▶ STATED GOAL
Omit any picture, and return the remaining data exactly as written.

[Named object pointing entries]
════════════════════

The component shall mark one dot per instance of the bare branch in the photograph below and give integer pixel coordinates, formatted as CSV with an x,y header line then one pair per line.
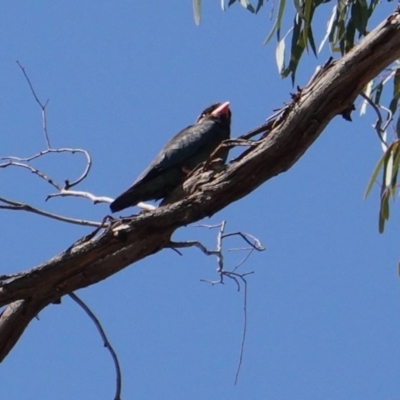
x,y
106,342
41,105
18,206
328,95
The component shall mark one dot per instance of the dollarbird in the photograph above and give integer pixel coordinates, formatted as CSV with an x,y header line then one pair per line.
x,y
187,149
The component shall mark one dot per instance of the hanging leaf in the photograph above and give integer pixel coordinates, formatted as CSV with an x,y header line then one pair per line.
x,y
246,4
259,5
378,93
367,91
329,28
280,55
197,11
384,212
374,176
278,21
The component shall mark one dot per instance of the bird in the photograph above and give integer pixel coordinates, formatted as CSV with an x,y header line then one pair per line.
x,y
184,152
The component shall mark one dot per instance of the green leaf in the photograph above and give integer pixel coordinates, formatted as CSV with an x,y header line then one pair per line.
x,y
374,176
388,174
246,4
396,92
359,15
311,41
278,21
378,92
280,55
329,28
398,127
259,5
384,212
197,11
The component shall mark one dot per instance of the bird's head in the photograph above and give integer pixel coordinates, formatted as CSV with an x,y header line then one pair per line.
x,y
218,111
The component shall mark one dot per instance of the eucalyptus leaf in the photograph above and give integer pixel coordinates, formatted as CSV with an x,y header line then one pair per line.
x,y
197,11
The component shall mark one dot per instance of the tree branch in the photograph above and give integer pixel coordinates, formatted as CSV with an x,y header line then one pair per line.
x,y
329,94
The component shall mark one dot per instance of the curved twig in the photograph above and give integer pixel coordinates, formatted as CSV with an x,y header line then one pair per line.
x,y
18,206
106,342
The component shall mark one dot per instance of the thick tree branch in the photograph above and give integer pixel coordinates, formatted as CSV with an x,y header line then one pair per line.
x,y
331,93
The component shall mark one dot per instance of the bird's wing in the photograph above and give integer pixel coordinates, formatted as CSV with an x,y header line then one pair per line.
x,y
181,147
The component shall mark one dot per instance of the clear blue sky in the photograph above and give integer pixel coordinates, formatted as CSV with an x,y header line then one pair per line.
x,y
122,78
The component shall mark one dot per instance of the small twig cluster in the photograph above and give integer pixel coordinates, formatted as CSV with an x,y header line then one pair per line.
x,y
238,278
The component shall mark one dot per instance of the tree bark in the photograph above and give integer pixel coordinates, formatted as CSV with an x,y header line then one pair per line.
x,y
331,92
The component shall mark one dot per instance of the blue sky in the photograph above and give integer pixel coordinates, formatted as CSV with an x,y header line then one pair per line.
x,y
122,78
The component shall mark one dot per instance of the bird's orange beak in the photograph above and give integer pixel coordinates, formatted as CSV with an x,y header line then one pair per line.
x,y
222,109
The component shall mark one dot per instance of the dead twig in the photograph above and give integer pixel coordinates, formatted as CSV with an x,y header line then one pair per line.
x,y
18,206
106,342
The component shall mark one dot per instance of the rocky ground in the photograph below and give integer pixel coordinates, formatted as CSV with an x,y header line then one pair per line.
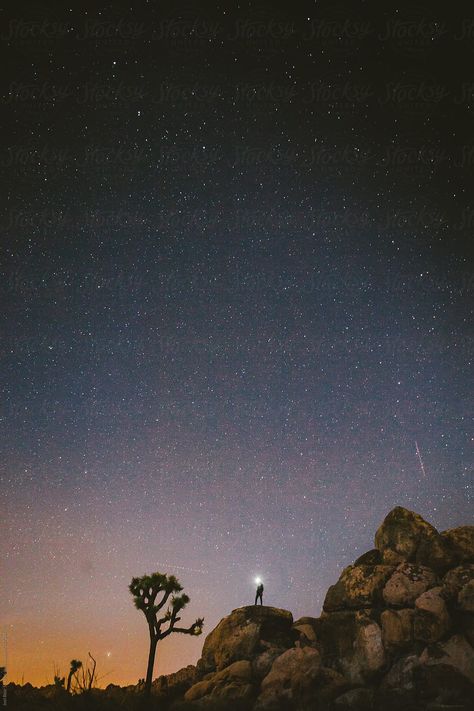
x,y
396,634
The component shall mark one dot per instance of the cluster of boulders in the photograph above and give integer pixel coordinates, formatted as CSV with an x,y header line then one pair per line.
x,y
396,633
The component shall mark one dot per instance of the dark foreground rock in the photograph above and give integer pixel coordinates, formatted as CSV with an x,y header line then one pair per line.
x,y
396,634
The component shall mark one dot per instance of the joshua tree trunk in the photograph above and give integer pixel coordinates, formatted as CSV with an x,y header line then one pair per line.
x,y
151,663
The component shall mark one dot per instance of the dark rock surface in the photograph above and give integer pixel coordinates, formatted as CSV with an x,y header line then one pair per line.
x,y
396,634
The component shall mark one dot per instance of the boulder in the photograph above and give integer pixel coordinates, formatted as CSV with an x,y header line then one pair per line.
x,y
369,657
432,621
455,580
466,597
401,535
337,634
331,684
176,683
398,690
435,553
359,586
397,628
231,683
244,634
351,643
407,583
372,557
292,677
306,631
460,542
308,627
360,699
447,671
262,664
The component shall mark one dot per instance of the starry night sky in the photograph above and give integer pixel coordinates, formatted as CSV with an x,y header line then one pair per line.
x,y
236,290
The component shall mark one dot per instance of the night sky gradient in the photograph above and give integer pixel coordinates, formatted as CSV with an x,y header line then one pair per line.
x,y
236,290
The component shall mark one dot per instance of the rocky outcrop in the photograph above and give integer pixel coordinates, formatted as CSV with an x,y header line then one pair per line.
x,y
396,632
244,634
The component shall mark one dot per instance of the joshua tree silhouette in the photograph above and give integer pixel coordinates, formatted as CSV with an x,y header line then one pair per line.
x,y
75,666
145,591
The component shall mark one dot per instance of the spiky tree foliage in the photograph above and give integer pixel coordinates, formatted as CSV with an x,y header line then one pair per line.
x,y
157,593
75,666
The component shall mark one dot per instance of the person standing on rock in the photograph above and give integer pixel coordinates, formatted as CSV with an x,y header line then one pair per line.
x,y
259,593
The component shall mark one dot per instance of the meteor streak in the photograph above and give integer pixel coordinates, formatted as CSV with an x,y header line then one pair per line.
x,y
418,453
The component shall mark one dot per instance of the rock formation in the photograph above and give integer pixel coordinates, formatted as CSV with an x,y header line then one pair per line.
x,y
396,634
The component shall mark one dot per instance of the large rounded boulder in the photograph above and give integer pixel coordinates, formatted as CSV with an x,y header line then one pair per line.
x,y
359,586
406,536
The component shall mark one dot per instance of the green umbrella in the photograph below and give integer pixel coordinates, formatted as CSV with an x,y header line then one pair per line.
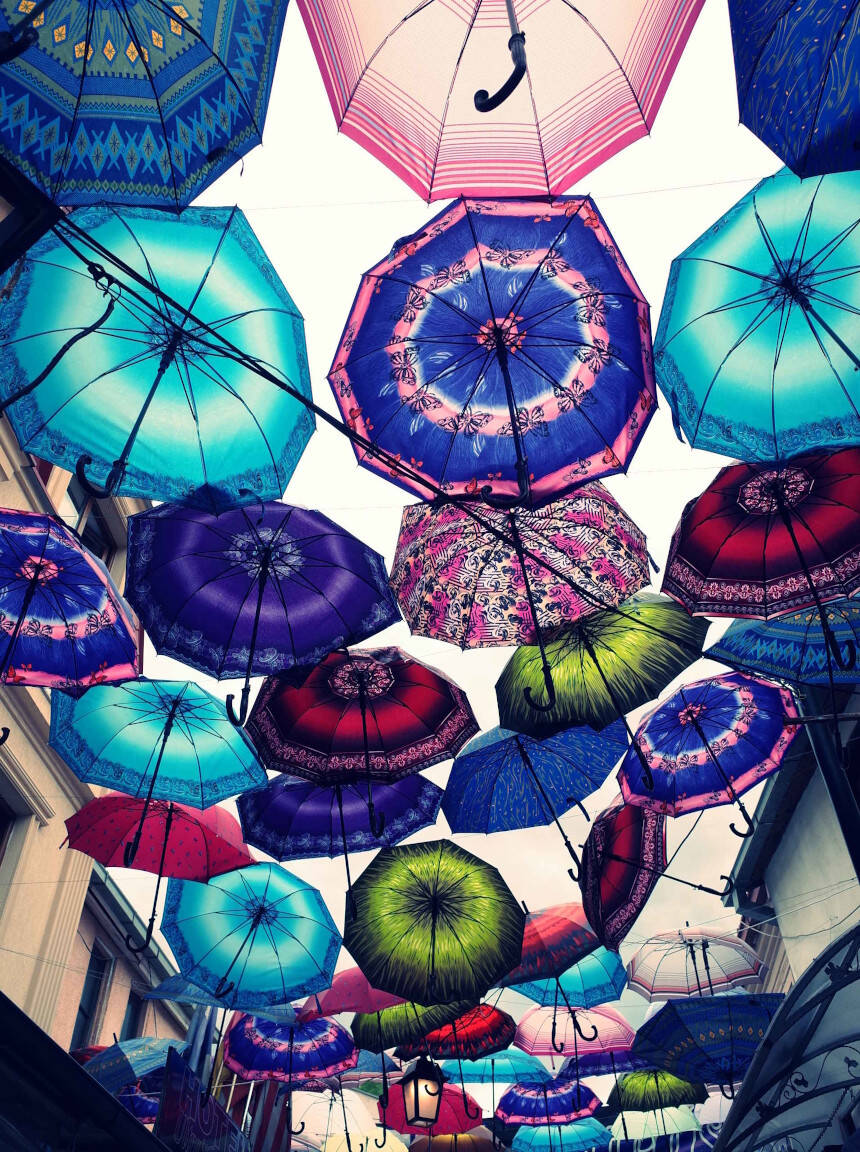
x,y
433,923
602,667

════════════════════

▶ SOLUTION
The component shall mark one dot per instance of the bare branch in the photograph below and give integer pixel coordinates, formatted as CSV with an x,y header line then one pair per line.
x,y
106,342
41,105
18,206
328,95
The component shall mark one dot per instance of the dollarbird in the photograph above and give integer pixel coordinates, formatted as CSV with an x,y header line then one pair per line.
x,y
187,149
The component shall mark one dot per instance of the hanging leaf in the photograph above and give integer pixel coordinates, formatted as CSV with an x,y header line then one pair per line.
x,y
246,4
259,5
378,93
367,91
329,28
280,55
197,11
384,212
374,176
278,21
The component shall mark one dot per instance of the bird in the photograph above and give integer pixel coordinates, formatted as CSV with an x,y header line then one pair per line.
x,y
184,152
The component shall mark one dot per instance of the green leaf in the photograph above and give integer pixel coordinates, formatted as CSV with an x,y header line then one pair per line.
x,y
374,176
388,174
246,4
396,92
359,15
311,41
278,21
378,92
280,55
329,28
398,127
259,5
384,212
197,11
The component shall mark one dot per instance of the bird's head in the photograph above and give integer pixel coordinates, formatted as CSV with an x,y header line then one pair per line.
x,y
218,111
The component shall mark one dot per instance of the eucalyptus leaf in the photograph above and give integer pixel coordinates, formatted as CSV with an x,y header line then one pair per line.
x,y
197,11
The component shall mark one dot per instance of the tree branch in the photograph above and give integer pixel coordinates, formatted as CSV with an x,y header line then one pair per line.
x,y
329,94
The component shall mark one dot per instance of the curved twig in the photograph above and give integer pixel coordinates, formatted as CSV with an x,y header line then one pair per line.
x,y
18,206
106,342
The component shall mark one dot per instance of the thick tree branch in the photograph above and give integer pixel coordinates, formatted as CSV with an x,y header line then one pair per line.
x,y
331,93
The component shall mark one dot per instance of the bird's wing in the photograph above and give integer pixel coordinates, formatted as CSV with an x,y header line then one pair per line.
x,y
181,147
The component shall mark one dot per instance of the clear blue sky in the photograph above and give integer pixel coordinates, formatted as CSV with an x,y header line then one pair per line.
x,y
122,78
The component shall mark one dot per instance of the small twig cluster in the photograph above and give integer pixel coordinates, formatted as CSV with an x,y header line then one pair per line.
x,y
238,278
The component shall mark one dot per instance of the tree bark in the photograph above and give integer pixel coordinates, formatted as CSV with an x,y header line then one pair per line.
x,y
331,92
The component shall mark one dot per instance of the blue sky in the photograph above and give integer pixel coordinates, formatted as CSV with an x,y header line then one pair per line.
x,y
122,78
The component shall mark one dot per instance of the bird's orange beak in the photograph above and give integer pixel coordinates, formatted as CSV with an x,y header line then one pair per line.
x,y
222,109
The component shall mark one dot per instance of the dead twig in the photograph above and give integer pixel coordinates, formatted as CSV with an x,y header line then one pair per line.
x,y
18,206
106,342
The component shall mark one dot per instance of the rocky ground in the photograph below and give integer pixel coordinates, formatted as CSV with an x,y header line then one pair per line.
x,y
396,634
The component shall mark one dot per instance of the cluster of boulders in the photograph above and give integer pixel coordinates, formatted as CSV with an x,y header line then one pair per line.
x,y
396,633
The component shall mark one dot per instance of the dark foreground rock in the photograph above and give integer pixel coordinates, formatted as CSV with an x,y header line then one pair per line.
x,y
396,634
The component shall mark one dot per instance of the joshua tree trunk in the photograph above and give integer pixel coordinates, formatted as CSV with an x,y header line then one pair per line.
x,y
151,663
The component shall mark one dot per instance of the dark rock surface in the photograph above and give integer pixel coordinates, formatted as CSV with an x,y header line then one pair per line.
x,y
396,634
The component shall mark one dot per instance of the boulder in the photograph above and give integer pixel coordinates, formatted as CSV with an x,y header line then one pair per line.
x,y
369,657
432,621
455,580
466,597
401,535
337,634
331,684
176,683
398,690
435,553
359,586
397,628
231,683
244,634
351,643
407,583
372,557
292,677
306,631
460,542
308,627
360,699
447,671
262,664
The component shall mark one dot per instance of the starry night sky in the photograph above and give integer pixel coordinates, formatted as CSV with an x,y header line then one pair per line.
x,y
236,290
The component shall mark one dot per instance of the night sky gradient in the photograph above and give integer pixel coordinates, formatted as CSV with an x,y header line then one pair per line.
x,y
236,290
The component shall mark one dot per instance of the rocky outcrop in the photograph above and give integer pixel coordinates, formatted as CSV with an x,y header line then one pair per line.
x,y
396,632
244,634
The component shall mark one dot per instance of the joshua tree silhouette in the photograph above and give integer pixel coordinates, formatted as CSV with an x,y header line then one pair per line.
x,y
75,666
145,591
The component shall mark one dot per instance of the spiky tree foliage in the photograph above and give integer pixel coordinates, formatted as CSV with an x,y header line then one pair per line.
x,y
157,593
75,666
The component shall mark one dot per instance of the person standing on rock in the photograph above and give integer pixel coordinates, formatted as CSV with an x,y header line then one pair per line.
x,y
259,593
The component shall mark one dot per instance of the meteor streak in the photograph above and give integer pixel coordinates, formatted as CSV with an x,y header line then one pair per line.
x,y
418,453
The component shall mark one dot per instance of the rock formation in the photograph above and give integer pixel coordinates, formatted as CSV with an x,y header line then one pair per line.
x,y
396,634
The component shall mark one dot per instance of the large rounded boulder in the photograph above and give integer pixel coordinates, formatted as CSV with an x,y header line then one pair per line.
x,y
359,586
406,536
The component shall mark one dot per instance of the green umbrella in the photograph below and give integer pixel coordinates, formatted as CSV with an x,y header line then one pair per line.
x,y
433,923
602,667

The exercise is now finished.